* **OBJECTIF**:
Pouvez-vous recopier fidèlement le passage du récit d'enfance ci-dessous, en commençant à "Sans doute vais" et en terminant à "de mon enfance." ?

Sans doute vais je me détester après avoir publié cela car même si je sais au fond de moi que j’en ai besoin (rien que le fait d’écrire là m’a déjà pas mal apaisé), je n’apprécie pas plus que ça d’écrire avec la sensation de n’agir que pour être plaint ou réconforté.

Mais comme le disent les fusées, à un moment donné il faut bien se lancer. Donc laissez moi vous conter une part de mon enfance.

Plus jeune, en dehors des moments où je partais en vacances avec ma famille, séjours toujours un peu compliqués pour moi puisque uniquement faits avec la famille proche car l’on devait suivre un rythme de voyage et des destinations s’adaptant à l’autisme de mon petit frère et que j’avais déjà le réflexe d’éviter à mes parents le caprice de mes propres envies, j’étais soit seul chez mes parents soit seul lors des séjours dans la maison campagnarde de ma grand mère que j’adore (elle a eu 94 ans il y a quelques jours et est toujours supra cool, c’est la meilleure d’entre nous) mais qui ne pouvait avoir la prétention d’être une réelle camarade de vacances.

Toute ma jeunesse, de l’école élémentaire jusqu’à une bonne partie de mes études supérieures pourrait être résumer ainsi : je n’avais pas d’ami.

Et je n’ai donc pas connu beaucoup de ces moments d’étés de franche camaraderie joyeuse et innocentes comme il en regorge dans les films et les mangas. C’est une frustration extrême qui s’ajoute à la pile des autres qui vont de la situation sentimentale à la “réussite” sociale.

* **JEU DE DONNÉES**:
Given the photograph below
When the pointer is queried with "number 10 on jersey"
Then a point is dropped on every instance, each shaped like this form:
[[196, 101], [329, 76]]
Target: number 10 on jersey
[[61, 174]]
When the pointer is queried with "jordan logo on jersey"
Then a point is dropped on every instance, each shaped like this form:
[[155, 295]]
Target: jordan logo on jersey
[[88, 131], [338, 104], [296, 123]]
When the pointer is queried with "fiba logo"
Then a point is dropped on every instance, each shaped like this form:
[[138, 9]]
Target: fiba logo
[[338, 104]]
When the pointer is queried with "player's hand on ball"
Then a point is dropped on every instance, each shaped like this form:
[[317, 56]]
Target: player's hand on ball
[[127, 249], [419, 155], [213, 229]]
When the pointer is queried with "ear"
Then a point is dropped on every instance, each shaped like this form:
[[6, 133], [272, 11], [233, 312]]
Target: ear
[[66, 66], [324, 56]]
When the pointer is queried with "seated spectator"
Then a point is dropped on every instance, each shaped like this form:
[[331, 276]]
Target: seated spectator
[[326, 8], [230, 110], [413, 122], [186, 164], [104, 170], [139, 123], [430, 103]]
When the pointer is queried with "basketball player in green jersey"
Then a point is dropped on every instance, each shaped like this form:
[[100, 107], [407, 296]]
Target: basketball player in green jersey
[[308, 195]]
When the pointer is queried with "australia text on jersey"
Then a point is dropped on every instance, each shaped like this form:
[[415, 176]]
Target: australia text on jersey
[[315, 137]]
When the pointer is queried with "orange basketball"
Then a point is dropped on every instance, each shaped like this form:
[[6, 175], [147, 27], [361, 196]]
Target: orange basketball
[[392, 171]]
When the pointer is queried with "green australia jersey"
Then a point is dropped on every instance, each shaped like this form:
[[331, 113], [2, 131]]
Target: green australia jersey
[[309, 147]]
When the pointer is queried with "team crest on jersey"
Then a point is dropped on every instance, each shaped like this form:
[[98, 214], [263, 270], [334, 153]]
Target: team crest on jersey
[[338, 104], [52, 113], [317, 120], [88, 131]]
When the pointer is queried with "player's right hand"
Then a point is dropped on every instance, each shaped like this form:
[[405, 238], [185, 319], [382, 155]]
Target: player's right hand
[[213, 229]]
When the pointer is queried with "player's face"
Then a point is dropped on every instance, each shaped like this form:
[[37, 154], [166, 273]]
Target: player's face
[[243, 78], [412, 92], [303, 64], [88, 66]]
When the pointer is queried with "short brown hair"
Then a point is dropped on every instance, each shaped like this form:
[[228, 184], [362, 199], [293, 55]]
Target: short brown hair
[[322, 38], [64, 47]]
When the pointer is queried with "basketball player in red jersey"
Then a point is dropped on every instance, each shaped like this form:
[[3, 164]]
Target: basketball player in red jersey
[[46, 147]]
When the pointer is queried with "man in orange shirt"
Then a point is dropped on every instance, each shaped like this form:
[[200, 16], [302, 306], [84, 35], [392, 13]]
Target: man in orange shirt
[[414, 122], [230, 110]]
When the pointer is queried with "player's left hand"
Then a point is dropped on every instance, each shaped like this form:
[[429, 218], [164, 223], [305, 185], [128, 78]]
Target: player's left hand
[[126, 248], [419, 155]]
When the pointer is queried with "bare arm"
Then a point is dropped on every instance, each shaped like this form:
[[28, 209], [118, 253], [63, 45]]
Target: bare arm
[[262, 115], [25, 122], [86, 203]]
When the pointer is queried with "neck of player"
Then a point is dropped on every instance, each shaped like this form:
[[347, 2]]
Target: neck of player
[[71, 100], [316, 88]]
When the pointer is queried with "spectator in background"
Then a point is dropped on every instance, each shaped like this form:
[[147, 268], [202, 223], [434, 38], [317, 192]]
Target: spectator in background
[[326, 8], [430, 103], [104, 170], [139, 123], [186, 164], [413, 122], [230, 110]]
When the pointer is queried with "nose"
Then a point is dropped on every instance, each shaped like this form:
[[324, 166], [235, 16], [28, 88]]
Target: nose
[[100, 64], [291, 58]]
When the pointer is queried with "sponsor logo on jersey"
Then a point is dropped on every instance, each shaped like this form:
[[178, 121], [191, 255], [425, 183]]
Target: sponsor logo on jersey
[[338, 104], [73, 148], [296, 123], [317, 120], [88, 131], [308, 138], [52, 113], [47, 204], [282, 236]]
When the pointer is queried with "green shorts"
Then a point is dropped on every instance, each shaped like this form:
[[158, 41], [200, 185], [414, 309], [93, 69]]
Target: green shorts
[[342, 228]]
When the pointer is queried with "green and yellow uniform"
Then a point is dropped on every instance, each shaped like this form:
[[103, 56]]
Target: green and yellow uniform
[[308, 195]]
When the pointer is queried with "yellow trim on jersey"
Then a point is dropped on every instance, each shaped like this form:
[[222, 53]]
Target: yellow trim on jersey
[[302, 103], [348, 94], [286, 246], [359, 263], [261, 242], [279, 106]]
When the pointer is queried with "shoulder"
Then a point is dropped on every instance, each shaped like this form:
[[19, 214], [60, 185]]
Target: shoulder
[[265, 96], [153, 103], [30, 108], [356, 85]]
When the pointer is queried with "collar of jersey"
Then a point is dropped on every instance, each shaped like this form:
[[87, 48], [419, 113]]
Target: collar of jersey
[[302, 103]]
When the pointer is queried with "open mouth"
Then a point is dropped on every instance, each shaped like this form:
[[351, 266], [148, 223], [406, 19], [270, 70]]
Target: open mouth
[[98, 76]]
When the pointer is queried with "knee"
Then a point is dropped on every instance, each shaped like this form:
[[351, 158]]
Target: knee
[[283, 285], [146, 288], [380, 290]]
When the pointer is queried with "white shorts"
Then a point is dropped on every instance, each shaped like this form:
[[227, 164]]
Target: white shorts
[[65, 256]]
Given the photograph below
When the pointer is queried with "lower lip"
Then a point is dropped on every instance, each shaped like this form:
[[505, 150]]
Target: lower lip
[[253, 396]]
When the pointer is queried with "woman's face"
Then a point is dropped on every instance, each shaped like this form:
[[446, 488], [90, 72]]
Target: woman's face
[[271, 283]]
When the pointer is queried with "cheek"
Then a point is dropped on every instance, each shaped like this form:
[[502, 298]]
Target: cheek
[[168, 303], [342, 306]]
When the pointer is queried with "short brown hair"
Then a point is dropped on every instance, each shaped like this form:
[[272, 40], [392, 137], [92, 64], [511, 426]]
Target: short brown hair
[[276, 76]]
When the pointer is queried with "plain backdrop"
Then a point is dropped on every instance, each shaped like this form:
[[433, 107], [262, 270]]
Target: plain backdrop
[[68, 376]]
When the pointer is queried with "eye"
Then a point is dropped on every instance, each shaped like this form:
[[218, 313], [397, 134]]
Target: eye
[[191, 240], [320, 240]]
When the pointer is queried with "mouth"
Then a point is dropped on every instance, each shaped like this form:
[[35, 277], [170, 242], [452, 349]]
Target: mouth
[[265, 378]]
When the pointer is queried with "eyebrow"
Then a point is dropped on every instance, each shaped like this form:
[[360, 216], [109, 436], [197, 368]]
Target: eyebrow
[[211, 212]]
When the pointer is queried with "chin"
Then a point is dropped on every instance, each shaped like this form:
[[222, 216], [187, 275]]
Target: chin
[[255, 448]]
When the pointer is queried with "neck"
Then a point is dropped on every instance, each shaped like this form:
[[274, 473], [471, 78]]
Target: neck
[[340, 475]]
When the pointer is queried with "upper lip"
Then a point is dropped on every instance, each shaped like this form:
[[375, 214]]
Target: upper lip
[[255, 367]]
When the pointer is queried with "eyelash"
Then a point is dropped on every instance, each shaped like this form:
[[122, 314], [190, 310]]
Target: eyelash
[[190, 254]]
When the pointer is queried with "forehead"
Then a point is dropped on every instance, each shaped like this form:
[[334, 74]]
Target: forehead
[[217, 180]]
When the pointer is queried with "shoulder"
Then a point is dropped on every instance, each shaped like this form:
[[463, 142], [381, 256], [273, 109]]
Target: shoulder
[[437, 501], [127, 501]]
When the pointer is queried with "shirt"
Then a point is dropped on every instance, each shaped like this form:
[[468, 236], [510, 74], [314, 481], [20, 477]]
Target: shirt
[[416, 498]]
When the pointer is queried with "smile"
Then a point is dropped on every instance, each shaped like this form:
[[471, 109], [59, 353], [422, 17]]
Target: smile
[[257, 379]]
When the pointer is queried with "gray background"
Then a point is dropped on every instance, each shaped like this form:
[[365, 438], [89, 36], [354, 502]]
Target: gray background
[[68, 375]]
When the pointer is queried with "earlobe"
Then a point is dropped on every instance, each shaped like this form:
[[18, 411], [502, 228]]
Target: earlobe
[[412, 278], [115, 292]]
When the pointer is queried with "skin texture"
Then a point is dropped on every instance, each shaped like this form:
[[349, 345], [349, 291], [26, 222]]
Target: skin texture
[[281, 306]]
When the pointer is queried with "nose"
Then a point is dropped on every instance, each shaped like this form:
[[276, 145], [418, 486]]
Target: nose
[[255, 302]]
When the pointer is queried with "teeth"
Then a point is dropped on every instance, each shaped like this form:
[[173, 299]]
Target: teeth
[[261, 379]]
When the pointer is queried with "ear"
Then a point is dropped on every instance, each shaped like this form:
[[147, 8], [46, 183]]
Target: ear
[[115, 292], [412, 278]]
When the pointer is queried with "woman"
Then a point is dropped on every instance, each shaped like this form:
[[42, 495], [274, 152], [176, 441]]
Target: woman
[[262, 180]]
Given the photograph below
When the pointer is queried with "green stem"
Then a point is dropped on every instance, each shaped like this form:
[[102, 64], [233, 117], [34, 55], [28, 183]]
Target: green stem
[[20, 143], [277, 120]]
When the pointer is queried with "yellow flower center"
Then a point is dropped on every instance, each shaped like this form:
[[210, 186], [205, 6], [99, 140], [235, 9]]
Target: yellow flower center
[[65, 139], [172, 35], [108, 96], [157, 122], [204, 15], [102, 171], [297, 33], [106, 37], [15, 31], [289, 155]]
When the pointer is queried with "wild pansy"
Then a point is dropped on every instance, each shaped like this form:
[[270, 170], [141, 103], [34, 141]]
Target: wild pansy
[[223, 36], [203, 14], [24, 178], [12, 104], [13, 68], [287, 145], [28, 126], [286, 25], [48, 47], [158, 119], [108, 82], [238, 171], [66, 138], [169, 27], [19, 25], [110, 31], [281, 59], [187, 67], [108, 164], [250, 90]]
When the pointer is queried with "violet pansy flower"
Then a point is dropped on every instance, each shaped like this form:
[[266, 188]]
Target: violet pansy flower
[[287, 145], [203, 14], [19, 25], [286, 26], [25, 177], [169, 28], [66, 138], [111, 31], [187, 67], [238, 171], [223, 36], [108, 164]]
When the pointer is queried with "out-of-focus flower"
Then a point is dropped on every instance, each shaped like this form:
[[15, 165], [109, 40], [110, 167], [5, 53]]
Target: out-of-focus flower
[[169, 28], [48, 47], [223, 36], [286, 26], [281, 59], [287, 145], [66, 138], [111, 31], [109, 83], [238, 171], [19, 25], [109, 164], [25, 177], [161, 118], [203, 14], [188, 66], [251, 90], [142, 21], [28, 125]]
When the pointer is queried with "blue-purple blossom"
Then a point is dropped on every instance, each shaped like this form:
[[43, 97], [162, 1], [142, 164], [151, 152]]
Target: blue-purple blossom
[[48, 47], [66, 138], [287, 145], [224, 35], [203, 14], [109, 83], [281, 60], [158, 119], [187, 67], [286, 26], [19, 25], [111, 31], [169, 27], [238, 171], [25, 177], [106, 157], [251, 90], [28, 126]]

* **RÉSULTAT OBTENU**:
Sans doute vais je me détester après avoir publié cela car même si je sais au fond de moi que j’en ai besoin (rien que le fait d’écrire là m’a déjà pas mal apaisé), je n’apprécie pas plus que ça d’écrire avec la sensation de n’agir que pour être plaint ou réconforté.

Mais comme le disent les fusées, à un moment donné il faut bien se lancer. Donc laissez moi vous conter une part de mon enfance.